Try it → In the listing below, the lines starting with the line with "[locate] the tarpaulin" and going on through the line with "[locate] the shoulder" are to be reproduced exactly, and only those.
───
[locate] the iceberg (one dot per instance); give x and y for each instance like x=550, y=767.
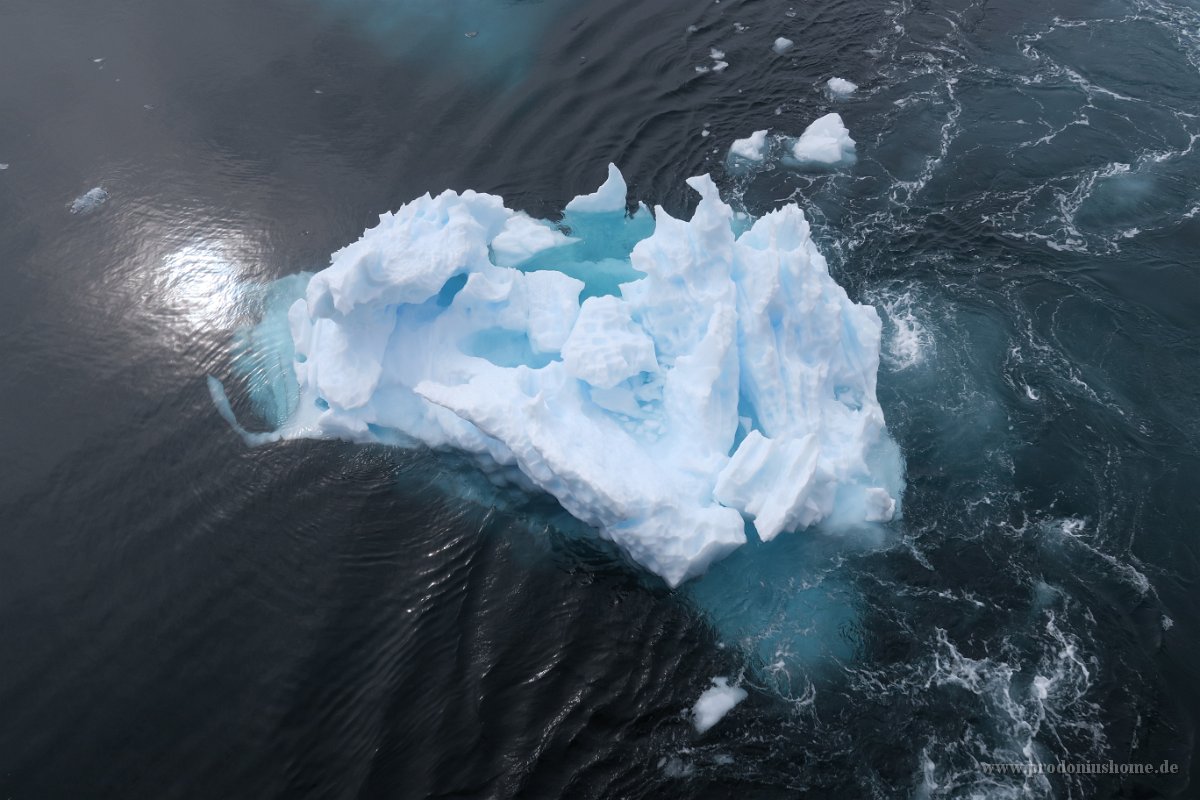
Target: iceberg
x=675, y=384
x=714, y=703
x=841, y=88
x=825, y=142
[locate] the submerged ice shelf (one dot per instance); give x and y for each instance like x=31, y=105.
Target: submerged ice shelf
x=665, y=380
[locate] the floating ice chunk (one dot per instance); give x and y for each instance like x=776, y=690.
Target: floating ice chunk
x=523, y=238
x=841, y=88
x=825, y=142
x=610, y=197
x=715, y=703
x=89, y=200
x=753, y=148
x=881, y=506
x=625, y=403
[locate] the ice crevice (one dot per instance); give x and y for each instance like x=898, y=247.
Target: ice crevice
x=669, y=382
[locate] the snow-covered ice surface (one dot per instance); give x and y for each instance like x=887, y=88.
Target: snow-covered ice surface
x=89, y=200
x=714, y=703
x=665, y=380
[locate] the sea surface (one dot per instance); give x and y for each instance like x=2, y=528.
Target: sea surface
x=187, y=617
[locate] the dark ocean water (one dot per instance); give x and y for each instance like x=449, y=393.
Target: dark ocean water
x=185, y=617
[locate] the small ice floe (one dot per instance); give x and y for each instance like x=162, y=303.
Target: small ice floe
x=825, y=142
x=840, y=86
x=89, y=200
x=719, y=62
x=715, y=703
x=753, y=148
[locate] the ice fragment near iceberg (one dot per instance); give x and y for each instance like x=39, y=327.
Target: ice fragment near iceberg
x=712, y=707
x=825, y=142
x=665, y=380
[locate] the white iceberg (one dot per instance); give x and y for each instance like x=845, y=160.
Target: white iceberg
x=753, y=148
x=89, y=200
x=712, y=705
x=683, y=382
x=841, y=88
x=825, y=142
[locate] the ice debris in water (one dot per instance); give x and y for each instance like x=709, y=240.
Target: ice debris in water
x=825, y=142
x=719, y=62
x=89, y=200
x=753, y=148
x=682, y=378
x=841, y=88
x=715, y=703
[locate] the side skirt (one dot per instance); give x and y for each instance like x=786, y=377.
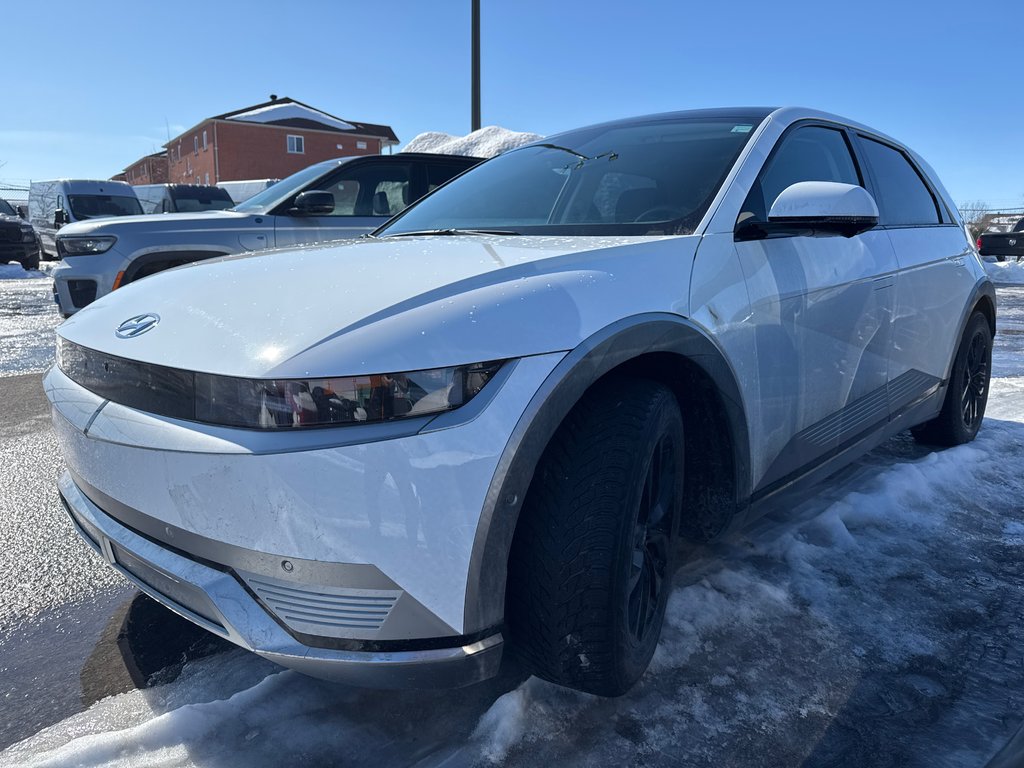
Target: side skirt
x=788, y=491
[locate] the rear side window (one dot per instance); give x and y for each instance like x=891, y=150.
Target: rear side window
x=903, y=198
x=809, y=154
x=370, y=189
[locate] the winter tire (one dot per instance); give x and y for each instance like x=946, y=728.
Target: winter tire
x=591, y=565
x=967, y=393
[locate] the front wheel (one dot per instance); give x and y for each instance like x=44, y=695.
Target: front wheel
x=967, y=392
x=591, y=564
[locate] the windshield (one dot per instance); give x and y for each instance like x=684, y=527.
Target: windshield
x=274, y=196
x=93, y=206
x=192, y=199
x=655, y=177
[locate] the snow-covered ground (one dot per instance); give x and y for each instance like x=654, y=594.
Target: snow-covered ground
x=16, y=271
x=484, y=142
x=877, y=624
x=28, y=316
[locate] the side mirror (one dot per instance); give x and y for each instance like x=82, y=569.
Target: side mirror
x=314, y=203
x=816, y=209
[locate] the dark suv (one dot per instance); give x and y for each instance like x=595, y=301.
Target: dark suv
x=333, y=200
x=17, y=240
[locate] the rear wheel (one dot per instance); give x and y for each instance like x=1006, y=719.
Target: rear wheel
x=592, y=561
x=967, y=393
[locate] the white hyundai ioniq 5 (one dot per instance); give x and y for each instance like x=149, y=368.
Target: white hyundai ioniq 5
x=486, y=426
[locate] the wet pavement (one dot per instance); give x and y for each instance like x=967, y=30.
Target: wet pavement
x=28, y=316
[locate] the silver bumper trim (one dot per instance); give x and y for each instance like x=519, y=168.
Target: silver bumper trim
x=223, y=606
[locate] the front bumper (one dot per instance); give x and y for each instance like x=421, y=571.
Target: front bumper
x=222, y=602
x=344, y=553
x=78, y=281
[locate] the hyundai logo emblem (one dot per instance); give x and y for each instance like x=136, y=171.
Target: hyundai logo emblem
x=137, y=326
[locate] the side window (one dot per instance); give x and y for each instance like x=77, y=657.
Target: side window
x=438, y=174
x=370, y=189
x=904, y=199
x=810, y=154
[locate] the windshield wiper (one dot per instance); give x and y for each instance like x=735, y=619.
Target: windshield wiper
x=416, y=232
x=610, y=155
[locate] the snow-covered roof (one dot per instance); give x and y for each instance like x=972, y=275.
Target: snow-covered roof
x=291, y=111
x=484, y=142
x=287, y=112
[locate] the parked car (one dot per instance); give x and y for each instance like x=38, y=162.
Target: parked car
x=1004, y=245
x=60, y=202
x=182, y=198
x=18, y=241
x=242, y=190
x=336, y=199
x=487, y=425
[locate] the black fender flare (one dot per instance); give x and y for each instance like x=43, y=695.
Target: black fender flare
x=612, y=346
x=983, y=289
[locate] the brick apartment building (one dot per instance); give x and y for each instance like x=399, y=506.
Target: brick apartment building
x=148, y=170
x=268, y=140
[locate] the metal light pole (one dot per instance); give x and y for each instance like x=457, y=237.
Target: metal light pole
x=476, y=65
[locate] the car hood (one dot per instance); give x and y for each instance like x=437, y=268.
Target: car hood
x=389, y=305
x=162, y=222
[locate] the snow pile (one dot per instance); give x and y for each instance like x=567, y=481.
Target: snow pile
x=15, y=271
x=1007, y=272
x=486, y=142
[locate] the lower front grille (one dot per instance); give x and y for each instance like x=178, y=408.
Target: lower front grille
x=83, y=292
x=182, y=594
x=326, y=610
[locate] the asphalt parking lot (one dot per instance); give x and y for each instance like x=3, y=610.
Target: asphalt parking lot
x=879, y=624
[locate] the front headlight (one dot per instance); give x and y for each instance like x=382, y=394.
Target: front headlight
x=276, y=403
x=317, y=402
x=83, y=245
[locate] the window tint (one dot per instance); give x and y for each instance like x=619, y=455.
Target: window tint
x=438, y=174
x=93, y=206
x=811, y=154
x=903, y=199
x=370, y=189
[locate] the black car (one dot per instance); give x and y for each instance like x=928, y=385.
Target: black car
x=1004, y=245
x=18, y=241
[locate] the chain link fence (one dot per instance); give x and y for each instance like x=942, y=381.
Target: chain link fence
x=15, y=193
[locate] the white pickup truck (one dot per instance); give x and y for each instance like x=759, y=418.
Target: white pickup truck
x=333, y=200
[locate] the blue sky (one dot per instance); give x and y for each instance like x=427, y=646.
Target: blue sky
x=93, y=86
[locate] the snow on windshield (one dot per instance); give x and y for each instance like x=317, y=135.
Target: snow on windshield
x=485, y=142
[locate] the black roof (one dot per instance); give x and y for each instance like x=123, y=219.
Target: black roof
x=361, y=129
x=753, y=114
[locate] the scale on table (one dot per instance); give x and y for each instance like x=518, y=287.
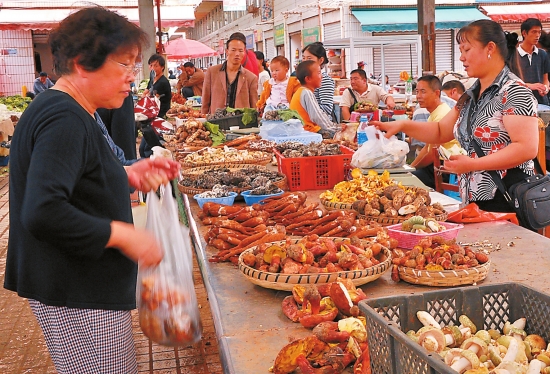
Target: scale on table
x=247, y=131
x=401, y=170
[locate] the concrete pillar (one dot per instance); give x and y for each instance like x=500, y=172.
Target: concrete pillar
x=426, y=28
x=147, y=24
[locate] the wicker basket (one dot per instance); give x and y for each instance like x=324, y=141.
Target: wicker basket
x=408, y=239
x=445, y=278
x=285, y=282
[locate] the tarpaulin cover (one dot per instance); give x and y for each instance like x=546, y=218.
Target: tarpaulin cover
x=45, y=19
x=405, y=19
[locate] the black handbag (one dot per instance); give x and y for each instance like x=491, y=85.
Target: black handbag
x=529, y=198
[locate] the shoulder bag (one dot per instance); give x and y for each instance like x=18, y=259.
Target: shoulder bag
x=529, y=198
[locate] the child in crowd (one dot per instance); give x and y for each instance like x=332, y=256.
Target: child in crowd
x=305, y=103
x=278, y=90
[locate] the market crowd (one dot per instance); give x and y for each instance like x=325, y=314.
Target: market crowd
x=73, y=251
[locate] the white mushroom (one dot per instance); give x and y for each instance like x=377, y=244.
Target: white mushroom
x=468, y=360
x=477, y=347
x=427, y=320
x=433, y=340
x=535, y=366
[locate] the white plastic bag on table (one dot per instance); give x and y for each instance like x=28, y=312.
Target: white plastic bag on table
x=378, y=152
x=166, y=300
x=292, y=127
───
Completed exercise →
[locate] the tarpaulin cover (one dot per instance); give x and y for each instance like x=546, y=218.
Target: tarpaulin cover
x=45, y=19
x=405, y=19
[locate] the black handbag (one dot per instance); give x and y for each instance like x=491, y=85.
Target: black handbag
x=529, y=198
[locate] the shoulder bag (one dot per instance); give x and y for each instance like x=18, y=259.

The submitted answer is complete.